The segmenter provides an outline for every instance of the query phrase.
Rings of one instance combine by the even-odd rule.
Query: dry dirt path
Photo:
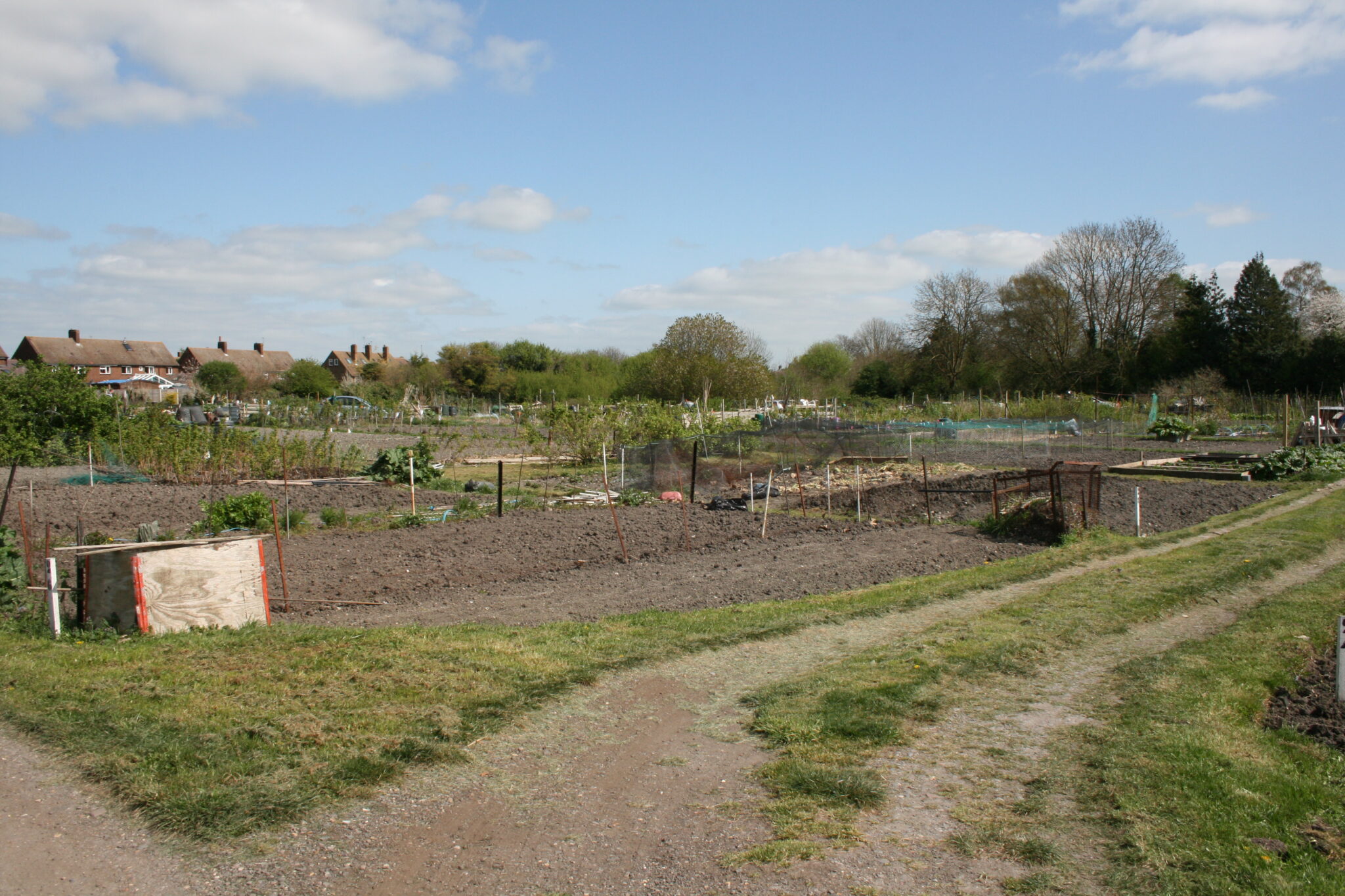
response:
[[[172,893],[187,892],[190,885],[192,892],[229,895],[846,893],[850,887],[870,877],[878,880],[876,869],[890,868],[884,862],[909,857],[908,853],[865,852],[868,848],[861,848],[834,853],[826,862],[808,862],[784,870],[748,866],[734,872],[718,865],[717,858],[725,852],[767,838],[764,823],[751,811],[744,811],[760,799],[745,772],[769,758],[744,733],[745,713],[740,701],[745,693],[868,646],[991,610],[1054,582],[1217,537],[1303,506],[1337,488],[1328,486],[1224,529],[1081,564],[1033,582],[615,674],[472,746],[473,762],[469,764],[440,767],[408,778],[366,805],[351,803],[327,810],[301,825],[254,838],[223,861],[218,854],[196,857],[191,861],[194,870],[190,879],[188,872],[182,870],[182,862],[147,846],[140,852],[153,857],[153,861],[133,864],[129,876],[121,879],[125,881],[122,889],[109,892]],[[1286,580],[1280,576],[1275,587],[1282,587]],[[1227,609],[1210,611],[1225,613]],[[987,737],[1001,736],[994,732],[995,727],[1005,731],[1013,727],[1049,731],[1052,724],[1046,721],[1050,719],[1073,719],[1068,707],[1077,699],[1075,678],[1095,681],[1130,656],[1122,642],[1130,645],[1128,650],[1145,643],[1153,645],[1146,649],[1166,649],[1162,645],[1193,637],[1182,634],[1182,627],[1197,623],[1186,623],[1185,619],[1204,619],[1206,613],[1193,611],[1182,617],[1181,623],[1173,619],[1154,623],[1171,623],[1174,627],[1155,629],[1153,635],[1145,634],[1153,626],[1119,635],[1110,653],[1106,645],[1099,647],[1100,653],[1091,666],[1087,657],[1092,652],[1087,656],[1072,654],[1061,661],[1065,665],[1036,676],[1034,685],[1024,685],[1029,690],[1034,686],[1033,693],[1045,693],[1045,685],[1064,682],[1059,684],[1064,688],[1059,696],[1038,700],[1044,703],[1041,708],[1022,711],[1022,700],[1014,701],[1009,692],[997,695],[983,709],[976,709],[972,701],[963,712],[948,716],[939,727],[925,732],[913,748],[931,744],[924,759],[937,764],[954,752],[951,746],[962,743],[952,739],[939,747],[936,737],[943,736],[940,732],[966,724],[971,727],[964,729],[963,737],[978,736],[972,731],[978,724],[975,719],[990,720],[985,723],[990,724]],[[1145,641],[1146,637],[1150,639]],[[1071,662],[1084,665],[1071,668]],[[1013,720],[1014,713],[1022,720],[1042,721],[1020,724]],[[19,755],[11,742],[0,739],[0,744],[8,751],[5,755]],[[1029,743],[1025,750],[1020,752],[1030,759],[1033,751],[1041,747]],[[912,758],[907,764],[915,768],[919,762],[919,758]],[[43,787],[55,787],[66,805],[83,805],[82,801],[87,799],[71,785],[39,779],[34,770],[40,760],[31,751],[19,764],[20,774],[7,779],[8,790],[3,794],[7,807],[39,797],[47,799],[42,794]],[[1010,764],[1003,763],[1001,776],[997,776],[998,766],[990,774],[975,775],[968,766],[954,768],[943,779],[956,785],[959,776],[971,775],[976,780],[1002,780],[995,786],[1013,790],[1021,787],[1021,775],[1010,770]],[[939,780],[939,775],[929,776]],[[901,806],[902,785],[897,779],[893,785],[898,797],[893,806]],[[929,825],[939,830],[937,813],[944,811],[947,818],[952,818],[954,807],[960,803],[942,803],[940,799],[948,798],[936,798],[939,794],[935,790],[924,787],[912,793],[932,794],[924,799],[935,815],[919,826]],[[876,825],[900,823],[901,817],[898,811],[889,811]],[[73,826],[73,818],[62,822],[51,817],[51,836],[46,838],[32,833],[42,827],[38,819],[5,821],[7,834],[0,842],[23,844],[23,852],[0,852],[0,866],[22,854],[23,861],[32,866],[48,864],[52,868],[66,861],[55,834],[78,830],[85,845],[95,848],[98,844],[114,845],[130,823],[114,810],[83,819],[78,827]],[[870,836],[869,841],[881,842],[888,836]],[[986,881],[991,881],[1021,870],[994,857],[975,858],[975,862],[989,865],[958,865],[956,854],[946,846],[937,848],[942,849],[937,852],[937,842],[912,846],[935,850],[928,853],[929,858],[913,860],[943,869],[931,870],[927,876],[931,881],[942,875],[985,876]],[[75,868],[69,862],[66,866]],[[161,873],[153,870],[160,868]],[[75,880],[63,880],[69,876],[50,876],[46,891],[17,892],[50,892],[54,896],[98,892]],[[0,888],[0,892],[11,891]]]
[[[1256,520],[1303,506],[1329,490],[1334,488]],[[846,876],[841,864],[816,881],[806,875],[830,862],[784,870],[718,865],[724,853],[768,836],[755,814],[742,811],[760,799],[746,772],[771,758],[744,731],[744,695],[1056,582],[1197,544],[1256,520],[909,613],[818,626],[611,676],[476,744],[469,766],[430,771],[358,810],[286,832],[276,838],[280,845],[272,857],[249,862],[233,892],[846,893],[862,880],[858,870]],[[1134,643],[1149,643],[1139,629],[1123,638],[1131,635]],[[1099,656],[1106,657],[1099,661],[1106,669],[1124,658],[1119,649]],[[943,743],[933,755],[956,744],[956,739]],[[897,785],[894,791],[900,790]],[[886,853],[874,856],[877,866],[896,861]],[[1014,870],[985,861],[986,868],[970,862],[954,873],[991,880],[994,870],[1001,876]]]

[Directions for this task]
Tally the rows above that contain the string "instance", with case counting, and give only that number.

[Result]
2